• **Questions to answer**:
a - In the text about functional hearing, which indoor places are given as examples of spaces with reverberation?
b - Pick up the Functional Hearing Laboratory text after its last sentence and keep writing.
Page text below:
Functional Hearing Laboratory

 

​​What is functional hearing?

Functional hearing refers to our ability to use a multitude of auditory information to help with listening in noisy and challenging environments. The auditory information—or “auditory cues" as hearing scientists prefer to call them—becomes distorted and less useful in indoor places that have reverberation, like classrooms and restaurants.

What is the problem?

In indoor auditory environments, it takes children a long time to develop the skills to pick and choose the distorted auditory cues that are most useful to help them navigate the space and listen to other people. There are additional challenges for children with hearing loss, even though they may wear hearing devices such as hearing aids or cochlear implants. Currently, we lack an effective way to configure hearing devices for pediatric patients that help maximize functional hearing in real-world listening environments.

What are we trying to learn and solve?

Our lab has two big goals:

  1. To understand how children with normal hearing develop functional hearing abilities. This will help us set realistic intervention goals for children who grow up wearing hearing devices.
End of Page text.
Data for review below:
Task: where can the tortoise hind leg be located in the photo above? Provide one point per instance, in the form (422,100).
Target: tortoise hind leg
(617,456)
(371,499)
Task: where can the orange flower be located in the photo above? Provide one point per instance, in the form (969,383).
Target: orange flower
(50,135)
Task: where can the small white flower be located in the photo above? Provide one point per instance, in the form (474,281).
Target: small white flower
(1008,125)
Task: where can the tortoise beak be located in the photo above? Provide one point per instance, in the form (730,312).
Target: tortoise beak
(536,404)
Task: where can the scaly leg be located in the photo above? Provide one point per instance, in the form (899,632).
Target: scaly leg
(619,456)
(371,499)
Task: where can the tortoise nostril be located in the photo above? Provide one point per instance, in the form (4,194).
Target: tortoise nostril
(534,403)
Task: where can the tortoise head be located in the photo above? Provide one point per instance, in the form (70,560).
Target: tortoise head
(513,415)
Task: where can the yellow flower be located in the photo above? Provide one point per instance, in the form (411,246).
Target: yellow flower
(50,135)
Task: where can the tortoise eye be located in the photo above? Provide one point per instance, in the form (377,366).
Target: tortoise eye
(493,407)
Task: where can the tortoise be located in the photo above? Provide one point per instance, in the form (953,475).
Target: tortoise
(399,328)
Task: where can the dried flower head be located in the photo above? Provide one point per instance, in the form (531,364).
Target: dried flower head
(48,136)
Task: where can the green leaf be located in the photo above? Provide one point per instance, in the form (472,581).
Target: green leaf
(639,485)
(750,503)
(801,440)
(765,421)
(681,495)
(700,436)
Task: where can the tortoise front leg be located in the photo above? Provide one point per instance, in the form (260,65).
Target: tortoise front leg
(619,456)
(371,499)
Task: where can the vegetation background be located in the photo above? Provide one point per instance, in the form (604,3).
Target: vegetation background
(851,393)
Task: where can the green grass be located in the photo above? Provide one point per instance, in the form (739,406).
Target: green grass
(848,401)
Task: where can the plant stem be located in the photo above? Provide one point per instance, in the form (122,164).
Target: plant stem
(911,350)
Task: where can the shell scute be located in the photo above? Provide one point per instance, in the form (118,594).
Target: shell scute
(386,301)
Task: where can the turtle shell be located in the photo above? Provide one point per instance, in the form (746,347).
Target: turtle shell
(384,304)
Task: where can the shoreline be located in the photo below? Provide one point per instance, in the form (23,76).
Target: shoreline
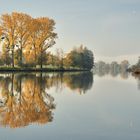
(30,70)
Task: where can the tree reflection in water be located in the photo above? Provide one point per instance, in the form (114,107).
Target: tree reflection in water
(24,100)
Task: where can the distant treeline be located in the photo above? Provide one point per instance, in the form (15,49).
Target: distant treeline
(114,68)
(25,40)
(136,67)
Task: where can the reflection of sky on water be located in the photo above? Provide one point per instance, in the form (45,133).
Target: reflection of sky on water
(109,110)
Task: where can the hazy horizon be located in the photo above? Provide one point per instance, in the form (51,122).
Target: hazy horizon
(110,28)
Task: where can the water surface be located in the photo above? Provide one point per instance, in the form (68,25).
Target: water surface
(69,106)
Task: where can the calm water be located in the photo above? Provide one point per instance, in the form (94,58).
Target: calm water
(69,106)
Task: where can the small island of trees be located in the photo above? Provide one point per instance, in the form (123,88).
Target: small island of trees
(24,43)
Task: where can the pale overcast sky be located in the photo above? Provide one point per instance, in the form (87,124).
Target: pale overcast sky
(111,28)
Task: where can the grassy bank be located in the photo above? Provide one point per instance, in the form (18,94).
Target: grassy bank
(19,69)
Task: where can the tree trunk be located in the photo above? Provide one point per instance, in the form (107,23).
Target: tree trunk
(13,64)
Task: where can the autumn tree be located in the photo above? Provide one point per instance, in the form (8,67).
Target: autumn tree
(9,35)
(27,36)
(42,37)
(80,57)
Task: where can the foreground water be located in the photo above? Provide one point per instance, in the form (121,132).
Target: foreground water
(69,106)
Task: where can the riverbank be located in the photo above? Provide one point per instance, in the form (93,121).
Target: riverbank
(16,69)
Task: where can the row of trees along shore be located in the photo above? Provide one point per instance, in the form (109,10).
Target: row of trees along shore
(25,40)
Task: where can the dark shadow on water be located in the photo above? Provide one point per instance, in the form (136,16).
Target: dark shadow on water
(24,98)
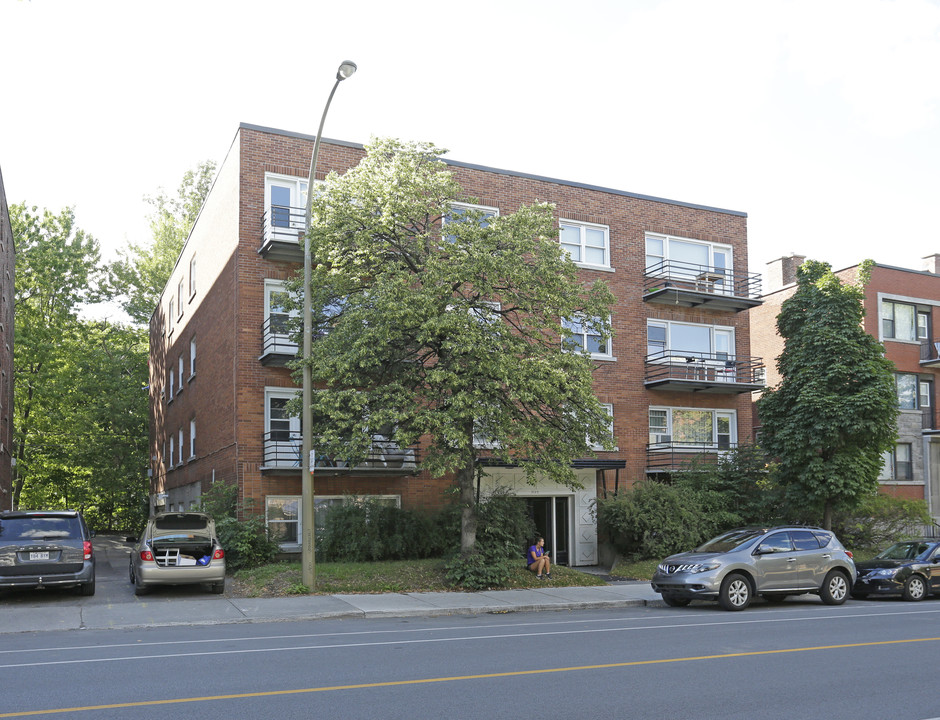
End of Data for review.
• **Task-by-task results**:
a - Classrooms and restaurants.

b -
  2. To develop personalized auditory (re)habilitative tools for children with hearing devices that maximize functional hearing. These tools will not only help clinicians set up devices that are specifically tailored to each pediatric patient, but also provide long-term (re)habilitations for families to use in their homes.

What do we really do?

We use virtual reality (VR) to simulate indoor auditory environments when we study functional hearing by children in our lab. We assess how well children navigate spaces and hear speech in these virtual environments. Some of the techniques we use include psychoacoustics, eye-tracking, and neuroimaging.